▶ [Problems and tasks]:
(A) Transcribe word for word the part of the rainfall extremes text starting with "In the present" and going on through "of maximum likelihood.".
(B) Repeat every line of the listing below exactly, and leave the pictures out.

▶ [Given text]:
━━━━
In the present work the nonstationary model of Equation (2) has been fitted using a 30-year moving time window shifted by one year each time [59,60]. Therefore, nonstationary GEV (or Gumbel) parameters for the annual maximum rainfall can be assessed for each one of these windows. The length of the moving window is assumed equal to 30 years to obtain a short enough period for the assumption of stationarity to be satisfied and to also obtain an interval of adequate length to fit the extreme value distributions. The derived GEV (or Gumbel) parameter estimates correspond to the last year of each 30-years period and are assessed using the method of maximum likelihood.

Linear and nonlinear parametric trends are then fitted to the extracted GEV (or Gumbel) parameter estimates. The Akaike Information Criterion (AIC) and the Bayesian Information Criterion (BIC) [60], as well as tests for statistical significance of the coefficients of the fitted trends, are utilised here to select parametric trends representing the GEV parameters’ variability in the best possible way. Nonlinear trends include polynomials of order lower than or equal to five. Statistically significant linear trends are judged using the Mann-Kendall test, while F- or t-tests are deployed here for polynomial trends.

2.2. Scaling of Rainfall Intensities

Rainfall features of different temporal and spatial scales can be linked using scaling models relying on the hypothesis of scale invariance [61,62]. Such models are mainly based on the multifractal behaviour of rainfall [24]. Based on the hypothesis of scale invariance, annual maximum rainfall intensities, I_d and I_λd, corresponding to durations d and λd, can be related by the following equation [35,44,63], the equality corresponding to similarity of probability distributions:

$$I_{\lambda d}\begin{array}{c}dist\\ =\end{array}{\lambda }^{\beta }{{\rm I}}_d$$

(5)

where λ is the ratio of scale invariance between the known duration, d, and the duration to be assessed, D, and β, is the scale exponent known as the self-similarity index of the process. Strict sense simple scaling is used to describe this behaviour [42,45,61], implying that I_λd and I_d are characterised by the same distribution function if finite moments of order q exist for both. The qth moments of rainfall intensity are obtained from Equation (5) after performing the following transformations: (i) raising both sides to an exponent q (order of moment) and (ii) taking averages of both parts [44]:

$${\rm E}\left[{{\rm I}}_{\lambda d}^q\right]={\lambda }^{\beta \left(q\right)}{\rm E}\left[{{\rm I}}_d^q\right]$$

(6)

where β(q) represents the scale exponent of order q, being linear if the relationship between scale exponents and order of moments is linear (wide-sense simple scaling or simple scaling in the broad sense). To estimate β(q), Equation (6) is log-transformed:

$$\log {\rm E}\left[{{\rm I}}_{\lambda d}^q\right]=\log {\rm E}\left[{{\rm I}}_d^q\right]+\beta \left(q\right)\log \lambda$$

(7)

The scale exponent β for wide-sense simple scaling can be regarded as the slope of the linear relationship between the log-transformed values of the moments and scale factors for various orders of rainfall intensity moments and therefore be assessed by linear regression. The abovementioned scaling behaviour can also be detected in quantiles of rainfall intensities corresponding to durations d and λd, considering that their CDF has a standardised form independent of the rainfall duration. The CDF of the GEV distribution function, used to model annual maximum rainfall intensities of different time scales, can be expressed in the standardised form:

$$F_d\left(i\right)=F\left(\frac{i-{\mu }_d}{{\sigma }_d}\right)$$

(8)
━━━━
▶ [Record extracts]:
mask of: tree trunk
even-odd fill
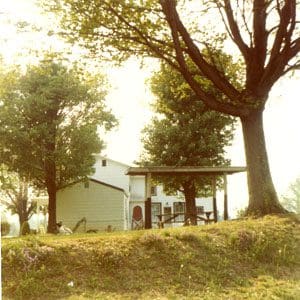
[[[46,186],[48,192],[48,232],[56,233],[56,168],[55,163],[52,159],[47,159],[45,162],[45,171],[46,171]]]
[[[241,118],[249,188],[248,215],[284,213],[273,185],[263,130],[263,111]]]
[[[185,207],[186,207],[186,225],[197,225],[197,208],[196,208],[196,187],[193,182],[183,184]]]

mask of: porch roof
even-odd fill
[[[155,175],[230,175],[245,172],[246,167],[200,167],[200,166],[148,166],[130,167],[126,175],[138,176],[149,173]]]

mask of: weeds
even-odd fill
[[[272,217],[3,240],[3,298],[297,299],[299,233]]]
━━━━
▶ [Answers per task]:
(A)
In the present work the nonstationary model of Equation (2) has been fitted using a 30-year moving time window shifted by one year each time [59,60]. Therefore, nonstationary GEV (or Gumbel) parameters for the annual maximum rainfall can be assessed for each one of these windows. The length of the moving window is assumed equal to 30 years to obtain a short enough period for the assumption of stationarity to be satisfied and to also obtain an interval of adequate length to fit the extreme value distributions. The derived GEV (or Gumbel) parameter estimates correspond to the last year of each 30-years period and are assessed using the method of maximum likelihood.

(B)
mask of: tree trunk
even-odd fill
[[[46,186],[48,192],[48,232],[56,233],[56,168],[55,163],[52,159],[47,159],[45,162],[45,171],[46,171]]]
[[[241,118],[249,188],[248,215],[284,213],[273,185],[263,130],[263,111]]]
[[[185,207],[186,207],[186,225],[197,225],[197,208],[196,208],[196,187],[193,182],[183,184]]]

mask of: porch roof
even-odd fill
[[[155,175],[230,175],[245,172],[246,167],[200,167],[200,166],[148,166],[130,167],[126,175],[138,176],[149,173]]]

mask of: weeds
even-odd fill
[[[272,217],[3,240],[3,298],[297,299],[299,233]]]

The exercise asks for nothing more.